> **Dokumen**:
---+---

3)   Slamet Muljana (1956:4) menyatakan bahwa stilistika adalah pengetahuan kata berjiwa. Tiap kata yang digunakan dalam ciptaan sastra, mengandung napas penciptanya, berisi jiwanya, serta mengandung perasaan pengarangnya. Kata-kata dalam ciptaan sastra berbeda sifatnya dengan kata-kata yang terdapat di dalam kamus.
Dari beberapa pengertian stilistika, dapat disimpulkan bahwa stilistika mempelajari bahasa karya sastra, baik dari struktur fisik maupun isi/batin guna mencari keindahan yang dibuat oleh pengarang dalam karya sastranya. Stilistika merupakan ilmu tentang pemanfaatan gaya bahasa dalam sebuah karya sastra yang meliputi setiap aspek kebahasaan seperti diksi, bahasa kias, ataupun bahasa figuratif dalam mengungkapkan gagasan yang menjadi ciri pribadi pengarangnya dalam karya sastranya.

---+---

> **Data Tercatat**:
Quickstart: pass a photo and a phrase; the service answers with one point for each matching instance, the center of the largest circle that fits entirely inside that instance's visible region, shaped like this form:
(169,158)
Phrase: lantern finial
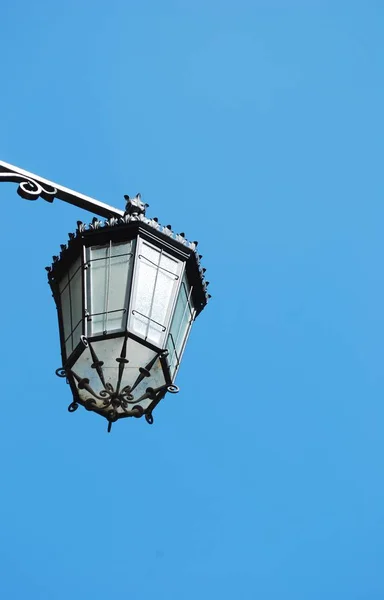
(135,206)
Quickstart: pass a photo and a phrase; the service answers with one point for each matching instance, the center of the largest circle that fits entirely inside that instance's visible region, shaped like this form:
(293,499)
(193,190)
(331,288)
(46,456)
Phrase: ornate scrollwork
(113,400)
(29,189)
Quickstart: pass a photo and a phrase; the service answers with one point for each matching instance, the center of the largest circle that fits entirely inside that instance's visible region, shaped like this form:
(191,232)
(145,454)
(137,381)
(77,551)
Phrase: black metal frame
(119,226)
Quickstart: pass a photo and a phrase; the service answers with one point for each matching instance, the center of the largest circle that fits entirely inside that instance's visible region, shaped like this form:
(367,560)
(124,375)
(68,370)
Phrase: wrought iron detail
(110,398)
(28,188)
(32,186)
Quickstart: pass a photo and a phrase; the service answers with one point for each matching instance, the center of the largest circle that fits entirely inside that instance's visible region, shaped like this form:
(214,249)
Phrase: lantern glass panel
(108,285)
(70,289)
(156,281)
(181,324)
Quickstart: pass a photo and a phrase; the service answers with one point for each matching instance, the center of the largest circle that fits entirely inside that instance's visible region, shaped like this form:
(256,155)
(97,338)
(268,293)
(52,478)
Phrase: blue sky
(256,128)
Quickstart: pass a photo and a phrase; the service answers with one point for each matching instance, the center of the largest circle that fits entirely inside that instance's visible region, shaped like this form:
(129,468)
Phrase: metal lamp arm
(31,187)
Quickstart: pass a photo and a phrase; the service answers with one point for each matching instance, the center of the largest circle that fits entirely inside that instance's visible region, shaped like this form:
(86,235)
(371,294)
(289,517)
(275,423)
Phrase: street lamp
(127,291)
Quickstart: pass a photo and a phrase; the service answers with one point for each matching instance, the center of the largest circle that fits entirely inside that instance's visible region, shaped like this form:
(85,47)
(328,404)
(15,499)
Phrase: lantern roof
(128,226)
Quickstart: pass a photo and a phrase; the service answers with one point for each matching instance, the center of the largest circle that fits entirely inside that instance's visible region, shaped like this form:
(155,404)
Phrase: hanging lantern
(127,291)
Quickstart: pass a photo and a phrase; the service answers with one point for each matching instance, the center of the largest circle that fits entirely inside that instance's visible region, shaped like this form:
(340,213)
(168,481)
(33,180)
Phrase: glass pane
(75,287)
(157,276)
(181,322)
(97,291)
(66,315)
(147,267)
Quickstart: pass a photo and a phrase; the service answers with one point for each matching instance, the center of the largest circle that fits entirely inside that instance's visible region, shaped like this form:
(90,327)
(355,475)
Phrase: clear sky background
(257,128)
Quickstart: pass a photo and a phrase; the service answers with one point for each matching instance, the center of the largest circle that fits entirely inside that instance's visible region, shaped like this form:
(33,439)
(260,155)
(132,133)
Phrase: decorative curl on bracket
(29,189)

---+---

> **Tujuan**: Tuliskan kembali secara persis bagian teks tentang stilistika yang dimulai dari "Dari beberapa pengertian" dan berakhir pada "pengarangnya dalam karya sastranya.".

> **Hasil Latihan**:
Dari beberapa pengertian stilistika, dapat disimpulkan bahwa stilistika mempelajari bahasa karya sastra, baik dari struktur fisik maupun isi/batin guna mencari keindahan yang dibuat oleh pengarang dalam karya sastranya. Stilistika merupakan ilmu tentang pemanfaatan gaya bahasa dalam sebuah karya sastra yang meliputi setiap aspek kebahasaan seperti diksi, bahasa kias, ataupun bahasa figuratif dalam mengungkapkan gagasan yang menjadi ciri pribadi pengarangnya dalam karya sastranya.